#### Problem requirements
Answer these questions from the text on injury prediction models.
(a) What did Hewett et al. (2005) measure during a drop vertical jump to identify ACL injury risk?
(b) What is named as one of the main reasons for building injury prediction models?
(c) How much can musculoskeletal injuries cost each year, according to Yelin (2003)?

#### Source text
----

Two technical issues with injury prediction models
In the past, researchers and practitioners have made relatively simple linear or logistic regression models to predict injuries. For example, Hewett et al. (2005) used peoples' knee abduction movements and moments during a drop vertical jump to prospectively identify anterior cruciate ligament (ACL) injury risk. Since this seminal work, the same group has also identified other variables, such as tibia length, knee flexion range of motion, mass, and quadriceps-hamstring ratio, as correlated with an ACL injury (Myer et al., 2010). As technology advances and it becomes easier to collect more diverse data conveniently (e.g., biomechanical data, social determinants of health, psychological status, etc.), it is becoming common to implement machine learning algorithms to improve the accuracy of prediction models (see Van Eetvelde et al., 2021 for a relatively recent review).
Despite years of researchers debating the utility of predicting ACL injury from movement assessments (e.g., see Bahr, 2016; Hewett, 2016; Nilstad et al., 2021; Russo et al., 2021), there are several reasons that researchers and practitioners are still interested in building injury prediction models. One of the main reasons is to justify training interventions that aim to mitigate the injury before it occurs. Additionally, and at risk of sounding a bit insensitive, they can be relevant for (sport) organizations attempting to manage their labour assets (i.e., their workers/players). Given that musculoskeletal injuries, in general, can exceed USD 277 billion annually (Yelin, 2003), accurate injury predictions can allow organizations to project costs to their businesses better.

----

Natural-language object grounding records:
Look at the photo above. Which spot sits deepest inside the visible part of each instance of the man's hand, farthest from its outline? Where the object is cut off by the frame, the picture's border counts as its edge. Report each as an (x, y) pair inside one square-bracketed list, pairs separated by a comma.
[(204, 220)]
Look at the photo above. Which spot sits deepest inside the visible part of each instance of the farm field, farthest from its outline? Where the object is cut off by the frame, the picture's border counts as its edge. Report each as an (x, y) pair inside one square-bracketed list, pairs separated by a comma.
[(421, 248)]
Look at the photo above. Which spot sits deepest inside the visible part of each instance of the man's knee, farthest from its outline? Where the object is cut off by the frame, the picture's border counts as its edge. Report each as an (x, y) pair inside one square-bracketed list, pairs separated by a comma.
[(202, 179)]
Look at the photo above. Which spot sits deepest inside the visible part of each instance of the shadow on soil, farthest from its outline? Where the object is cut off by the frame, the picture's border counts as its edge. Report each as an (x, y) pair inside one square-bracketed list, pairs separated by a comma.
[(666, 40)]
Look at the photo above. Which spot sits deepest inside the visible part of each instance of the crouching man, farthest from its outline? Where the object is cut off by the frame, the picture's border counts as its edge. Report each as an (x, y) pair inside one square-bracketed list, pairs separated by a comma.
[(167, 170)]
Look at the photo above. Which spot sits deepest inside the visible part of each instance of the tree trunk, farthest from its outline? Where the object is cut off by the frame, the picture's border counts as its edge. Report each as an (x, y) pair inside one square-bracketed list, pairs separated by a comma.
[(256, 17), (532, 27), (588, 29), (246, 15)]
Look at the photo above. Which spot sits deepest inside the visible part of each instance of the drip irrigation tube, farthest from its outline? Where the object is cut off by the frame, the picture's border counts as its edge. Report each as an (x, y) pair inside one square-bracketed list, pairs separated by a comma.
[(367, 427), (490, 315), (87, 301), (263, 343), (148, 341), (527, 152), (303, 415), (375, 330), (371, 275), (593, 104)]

----

#### Answer space
(a) Knee abduction movements and moments.
(b) To justify training interventions that aim to mitigate the injury before it occurs.
(c) More than USD 277 billion annually.